[Selected extract — start]

Our family is filled with gratitude for all the love and light that’s being sent our way. We never could have imagined the support we continue to receive – from offers to be by our side, to text messages, to healing meals for our family, to countless stories that make us feel less alone in all of this.
Our family has been riding the roller coaster that is grief for a week now, and it’s effected us all in different ways. My Mom – who is incredibly close to us and lives with us – has become Grandmother Hen. She’s making soup, picking up meals and dropping meetings to make sure we are all cared for. She’s also taken to cuddling with Isaac whenever he beckons – which is quite often right now.
Isaac is healing in his own way. I often forget just how much he understands as a three-year-old and he surprises me often. He’s stopped kissing my belly (thank goodness), but he’s been extra clingy and acting up a lot lately, throwing tantrums more than he ever has. The other night, he threw a huge tantrum (including hitting Ben) at bath time. When he asked “Where did Daddy go?” I told him, “He needed to take a break because it hurt his feelings that you hit him.” Isaac immediately said, “What happens if someone hurts my feelings?” I replied, “Then you can tell them that it hurt your feelings; that’s okay to say.” Isaac looked into the tub for a second, then looked back at me and asked, “Hokuao died yeah?” My heart sank, and tears came to my eyes. I said, “Yes, my love. Hokuao died. I’m so sorry.” And when he asked, “Why did Hokuao die?” I repeated what I’ve told him dozens of times in the last week: “We don’t know, honey. Sometimes babies aren’t strong or healthy enough for this world.” I asked if it hurt his feelings that she died and he said “Yeah”, then went on playing with his scuba diver.
Those devastating and surprising moments of familial grief pop up randomly throughout our everyday lives. Isaac ran his first cross-country race with Coach Daddy this past weekend, and between cheering for the boys and handing out snacks post-race, I got a phone call confirming the prenatal lomi lomi massage clinic I had waited months to join. Even with all the busy-ness of life with a preschooler, there are constant reminders of our loss.

[Selected extract — finish]

What you will do:
Pick up the family's account of grieving baby Hokuao after its last sentence and keep writing. The records have nothing to do with this.

[Material supplied — start]

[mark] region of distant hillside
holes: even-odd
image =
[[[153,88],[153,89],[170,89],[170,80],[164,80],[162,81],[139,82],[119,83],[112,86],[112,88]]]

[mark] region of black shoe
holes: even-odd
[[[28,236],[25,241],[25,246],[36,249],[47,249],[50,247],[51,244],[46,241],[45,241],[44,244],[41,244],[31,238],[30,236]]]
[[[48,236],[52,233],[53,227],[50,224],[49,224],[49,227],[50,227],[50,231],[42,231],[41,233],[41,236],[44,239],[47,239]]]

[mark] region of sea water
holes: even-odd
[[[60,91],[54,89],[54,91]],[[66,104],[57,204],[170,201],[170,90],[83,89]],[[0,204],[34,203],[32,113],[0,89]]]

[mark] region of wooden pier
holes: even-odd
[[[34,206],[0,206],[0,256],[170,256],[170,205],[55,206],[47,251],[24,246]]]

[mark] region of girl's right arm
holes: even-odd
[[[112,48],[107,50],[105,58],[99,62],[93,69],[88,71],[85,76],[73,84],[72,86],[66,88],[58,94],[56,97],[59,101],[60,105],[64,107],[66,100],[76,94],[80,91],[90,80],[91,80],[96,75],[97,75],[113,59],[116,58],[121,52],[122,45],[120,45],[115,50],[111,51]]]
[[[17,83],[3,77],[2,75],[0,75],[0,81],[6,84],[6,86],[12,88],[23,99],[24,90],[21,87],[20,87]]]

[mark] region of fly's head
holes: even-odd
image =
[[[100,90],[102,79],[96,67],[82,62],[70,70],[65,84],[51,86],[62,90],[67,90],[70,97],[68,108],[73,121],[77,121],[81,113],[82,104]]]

[Material supplied — finish]
[Material supplied — start]

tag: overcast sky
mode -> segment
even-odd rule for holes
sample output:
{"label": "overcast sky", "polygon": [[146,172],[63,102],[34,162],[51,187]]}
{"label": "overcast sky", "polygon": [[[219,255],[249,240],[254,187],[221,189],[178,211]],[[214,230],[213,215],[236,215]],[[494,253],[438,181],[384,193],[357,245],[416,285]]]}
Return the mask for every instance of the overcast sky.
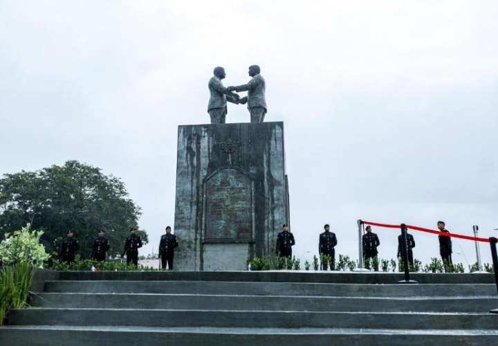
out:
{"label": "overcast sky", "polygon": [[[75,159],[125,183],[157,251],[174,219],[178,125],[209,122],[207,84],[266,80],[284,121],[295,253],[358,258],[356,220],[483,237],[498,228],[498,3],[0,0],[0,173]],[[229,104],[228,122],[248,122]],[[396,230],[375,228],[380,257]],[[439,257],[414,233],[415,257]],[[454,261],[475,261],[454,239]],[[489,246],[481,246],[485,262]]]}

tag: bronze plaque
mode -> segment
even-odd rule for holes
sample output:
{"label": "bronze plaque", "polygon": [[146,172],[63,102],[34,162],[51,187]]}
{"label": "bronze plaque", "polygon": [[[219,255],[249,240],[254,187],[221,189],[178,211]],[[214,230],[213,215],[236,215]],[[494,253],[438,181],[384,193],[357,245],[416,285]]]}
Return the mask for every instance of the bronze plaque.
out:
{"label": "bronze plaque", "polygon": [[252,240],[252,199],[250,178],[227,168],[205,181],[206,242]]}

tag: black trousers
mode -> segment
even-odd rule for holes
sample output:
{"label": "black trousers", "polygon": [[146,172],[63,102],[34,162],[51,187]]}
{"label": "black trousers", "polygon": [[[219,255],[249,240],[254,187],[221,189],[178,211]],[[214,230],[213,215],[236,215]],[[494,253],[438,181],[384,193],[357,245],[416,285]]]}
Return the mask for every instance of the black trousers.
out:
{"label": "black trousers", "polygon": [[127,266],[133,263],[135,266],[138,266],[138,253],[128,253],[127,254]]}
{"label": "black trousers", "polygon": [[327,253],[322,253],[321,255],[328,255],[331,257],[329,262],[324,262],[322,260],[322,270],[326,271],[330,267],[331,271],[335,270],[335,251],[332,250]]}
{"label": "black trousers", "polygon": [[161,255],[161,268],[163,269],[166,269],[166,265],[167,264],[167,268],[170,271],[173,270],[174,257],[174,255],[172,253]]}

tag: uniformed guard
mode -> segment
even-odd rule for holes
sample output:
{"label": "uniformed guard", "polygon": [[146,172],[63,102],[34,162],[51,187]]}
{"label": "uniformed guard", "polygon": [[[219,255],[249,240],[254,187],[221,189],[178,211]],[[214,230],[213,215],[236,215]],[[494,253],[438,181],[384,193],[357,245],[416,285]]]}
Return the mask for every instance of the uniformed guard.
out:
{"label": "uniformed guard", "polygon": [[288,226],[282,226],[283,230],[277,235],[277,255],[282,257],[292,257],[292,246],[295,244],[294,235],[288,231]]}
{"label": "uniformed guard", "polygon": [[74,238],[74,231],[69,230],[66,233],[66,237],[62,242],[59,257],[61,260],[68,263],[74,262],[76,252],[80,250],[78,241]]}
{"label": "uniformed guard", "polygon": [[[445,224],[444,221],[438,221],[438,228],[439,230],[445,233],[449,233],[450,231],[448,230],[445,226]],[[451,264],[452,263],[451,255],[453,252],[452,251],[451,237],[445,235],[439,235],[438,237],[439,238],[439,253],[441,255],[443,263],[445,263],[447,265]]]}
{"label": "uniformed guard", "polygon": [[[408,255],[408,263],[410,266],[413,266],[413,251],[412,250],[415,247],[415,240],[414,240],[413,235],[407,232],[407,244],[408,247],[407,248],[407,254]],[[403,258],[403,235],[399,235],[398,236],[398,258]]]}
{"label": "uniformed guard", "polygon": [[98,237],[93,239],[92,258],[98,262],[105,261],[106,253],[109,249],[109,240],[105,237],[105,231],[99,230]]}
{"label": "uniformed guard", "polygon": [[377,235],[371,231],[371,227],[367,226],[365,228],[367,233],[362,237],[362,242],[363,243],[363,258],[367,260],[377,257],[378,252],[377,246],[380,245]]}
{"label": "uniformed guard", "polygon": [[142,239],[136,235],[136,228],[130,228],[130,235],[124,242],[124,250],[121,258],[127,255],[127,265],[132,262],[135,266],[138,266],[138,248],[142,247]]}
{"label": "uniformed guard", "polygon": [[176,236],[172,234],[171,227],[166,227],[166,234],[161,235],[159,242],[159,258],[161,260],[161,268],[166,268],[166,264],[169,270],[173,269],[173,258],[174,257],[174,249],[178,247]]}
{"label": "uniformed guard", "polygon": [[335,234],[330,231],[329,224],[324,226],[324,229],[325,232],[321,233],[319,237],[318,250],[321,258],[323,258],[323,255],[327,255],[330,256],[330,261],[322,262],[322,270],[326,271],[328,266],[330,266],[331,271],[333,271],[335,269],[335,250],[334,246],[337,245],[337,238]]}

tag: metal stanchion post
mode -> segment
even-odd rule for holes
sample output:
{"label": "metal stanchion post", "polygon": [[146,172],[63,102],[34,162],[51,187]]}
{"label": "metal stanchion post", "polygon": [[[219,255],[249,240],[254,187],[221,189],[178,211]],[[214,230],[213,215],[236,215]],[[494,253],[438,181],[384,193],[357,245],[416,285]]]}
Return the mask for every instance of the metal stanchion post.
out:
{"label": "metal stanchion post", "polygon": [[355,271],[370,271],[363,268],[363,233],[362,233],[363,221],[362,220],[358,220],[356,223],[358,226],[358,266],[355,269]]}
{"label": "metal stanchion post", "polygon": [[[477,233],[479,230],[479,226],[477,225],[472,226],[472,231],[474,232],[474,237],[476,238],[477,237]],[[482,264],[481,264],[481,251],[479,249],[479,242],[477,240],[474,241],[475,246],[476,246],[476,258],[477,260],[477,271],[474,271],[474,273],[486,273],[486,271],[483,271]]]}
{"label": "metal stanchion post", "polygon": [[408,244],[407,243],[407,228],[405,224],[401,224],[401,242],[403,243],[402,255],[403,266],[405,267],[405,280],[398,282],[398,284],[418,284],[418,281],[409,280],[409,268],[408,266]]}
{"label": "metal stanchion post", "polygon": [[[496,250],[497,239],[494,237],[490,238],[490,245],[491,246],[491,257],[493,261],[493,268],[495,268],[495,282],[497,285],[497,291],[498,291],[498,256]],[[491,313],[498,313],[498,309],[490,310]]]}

[Material supplied — finish]
[Material supplied — start]

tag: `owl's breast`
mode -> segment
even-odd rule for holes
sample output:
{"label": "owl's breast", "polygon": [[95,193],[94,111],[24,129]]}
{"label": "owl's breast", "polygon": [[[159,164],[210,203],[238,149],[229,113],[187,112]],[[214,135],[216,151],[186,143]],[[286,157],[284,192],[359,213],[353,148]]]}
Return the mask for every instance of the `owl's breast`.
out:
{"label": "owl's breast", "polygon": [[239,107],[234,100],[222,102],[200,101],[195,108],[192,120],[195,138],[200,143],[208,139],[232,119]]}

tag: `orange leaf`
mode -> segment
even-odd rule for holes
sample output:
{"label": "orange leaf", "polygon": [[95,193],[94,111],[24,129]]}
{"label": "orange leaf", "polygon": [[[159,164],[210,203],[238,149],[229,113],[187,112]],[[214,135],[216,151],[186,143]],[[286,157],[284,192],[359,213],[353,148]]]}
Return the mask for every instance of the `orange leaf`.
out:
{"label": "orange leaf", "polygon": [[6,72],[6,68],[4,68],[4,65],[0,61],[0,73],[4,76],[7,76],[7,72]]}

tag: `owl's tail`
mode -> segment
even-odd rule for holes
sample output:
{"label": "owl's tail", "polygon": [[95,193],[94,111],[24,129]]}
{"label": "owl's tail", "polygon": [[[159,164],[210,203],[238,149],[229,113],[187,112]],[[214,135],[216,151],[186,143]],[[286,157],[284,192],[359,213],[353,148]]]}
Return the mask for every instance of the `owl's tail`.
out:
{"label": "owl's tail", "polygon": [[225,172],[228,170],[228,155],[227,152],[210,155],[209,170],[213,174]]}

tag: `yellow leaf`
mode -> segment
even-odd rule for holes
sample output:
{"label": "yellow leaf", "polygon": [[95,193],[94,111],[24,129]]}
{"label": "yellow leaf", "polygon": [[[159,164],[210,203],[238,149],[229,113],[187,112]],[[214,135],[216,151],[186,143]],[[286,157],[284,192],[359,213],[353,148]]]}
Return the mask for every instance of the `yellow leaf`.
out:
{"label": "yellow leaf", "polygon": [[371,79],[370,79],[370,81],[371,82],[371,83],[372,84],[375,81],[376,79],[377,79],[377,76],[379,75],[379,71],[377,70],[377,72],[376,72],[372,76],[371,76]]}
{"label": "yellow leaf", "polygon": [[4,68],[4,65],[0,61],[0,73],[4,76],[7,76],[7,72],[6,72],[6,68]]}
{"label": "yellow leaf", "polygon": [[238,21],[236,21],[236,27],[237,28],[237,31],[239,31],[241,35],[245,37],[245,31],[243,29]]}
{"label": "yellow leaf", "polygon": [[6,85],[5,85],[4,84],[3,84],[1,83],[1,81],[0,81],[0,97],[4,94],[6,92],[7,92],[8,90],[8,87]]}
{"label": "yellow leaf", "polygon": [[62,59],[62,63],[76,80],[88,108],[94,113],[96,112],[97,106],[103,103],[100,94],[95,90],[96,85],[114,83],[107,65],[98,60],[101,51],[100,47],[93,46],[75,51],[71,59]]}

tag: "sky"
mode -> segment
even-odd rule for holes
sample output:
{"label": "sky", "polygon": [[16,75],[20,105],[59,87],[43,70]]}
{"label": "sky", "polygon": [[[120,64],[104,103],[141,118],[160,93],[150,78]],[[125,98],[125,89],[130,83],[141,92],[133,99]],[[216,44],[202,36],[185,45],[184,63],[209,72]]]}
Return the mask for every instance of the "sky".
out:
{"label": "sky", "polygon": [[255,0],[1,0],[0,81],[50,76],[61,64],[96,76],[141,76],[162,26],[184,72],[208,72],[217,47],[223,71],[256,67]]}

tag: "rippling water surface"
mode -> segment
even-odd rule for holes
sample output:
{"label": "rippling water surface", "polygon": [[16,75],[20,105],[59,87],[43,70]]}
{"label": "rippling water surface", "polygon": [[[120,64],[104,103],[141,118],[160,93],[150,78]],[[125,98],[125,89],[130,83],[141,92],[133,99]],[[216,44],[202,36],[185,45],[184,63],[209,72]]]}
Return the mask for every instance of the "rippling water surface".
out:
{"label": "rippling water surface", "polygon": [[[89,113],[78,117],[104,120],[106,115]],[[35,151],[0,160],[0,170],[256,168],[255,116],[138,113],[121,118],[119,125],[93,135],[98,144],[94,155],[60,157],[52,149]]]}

[Material supplied — finish]

Final answer:
Ben has always been an internal griever, and I am doing my best to support him while also allowing him the space to process this loss the way he needs to. He continues to be my rock through all of this; providing me with the strength and perspective I need to feel my way through.
As for me, I think I’m pretty much right on par with my grieving process. I do my best to feel all of it – even what I call ‘the stupid emotions’ like shame, stupidity, and unnecessary anger.
Every day I run through so many emotions. The most prevalent is sadness. Intense, heart-wrenching sadness, on a deeper level than I thought possible. But then there’s anger and frustration, which surface quite often, especially when speaking to other birth workers. How is it okay to force a woman to wait with her dead fetus in her body for over a week? Why aren’t there better options for people on Maui? Why will this procedure cost $1000?
Then comes surrender. I don’t want any negativity surrounding those who will be helping me through the healing process. I am grateful for Western medicine. For the wonderful doctors who will have to perform this unpleasant procedure. For medical. Having this week has given me the chance to say goodbye in my own way.
I often feel lonely – even after telling the world. No one can go on this journey with me, and I feel as though no one gets what I’m going through, even though women are having the same experience all throughout the world at this very moment. And then I feel like I’m completely over-reacting about the whole thing and who-the-hell-am-I-to-think-my-experience-deserves-to-be-shared.
And of course, I feel the love. All the love from so many people, near and far, who are holding our family in their thoughts right now. I feel their strength and their support, and I know that this is all going to be okay in the end.
Yesterday I began processing a few new emotions, as well. I went to see both an acupuncturist and my beloved chiropractor, and I got to reconnect with my body’s innate wisdom. I was able to peel back the layers of fear and guilt, and have a few moments of clarity. I received. I was able to breathe deeply and feel whole for the first time in over a week. I was reminded that the place where I am connected to everything – my na’au – still shines brightly and continues to be the force that guides me.
This afternoon I go in to have laminaria placed into my cervix to begin the dilation process, and tomorrow Ben and I will get on a plane, then a bus, to our D&E procedure. I’m aware that this is my second baby and therefore my body may open up quicker than expected. I’m aware that I may still go into spontaneous labor and deliver her. And I am glad to say that I honestly feel prepared and at ease about the whole thing at this point. I trust the process, exactly as it’s meant to unfold. I feel ready, both physically and emotionally, to let go of this baby’s body and to say goodbye.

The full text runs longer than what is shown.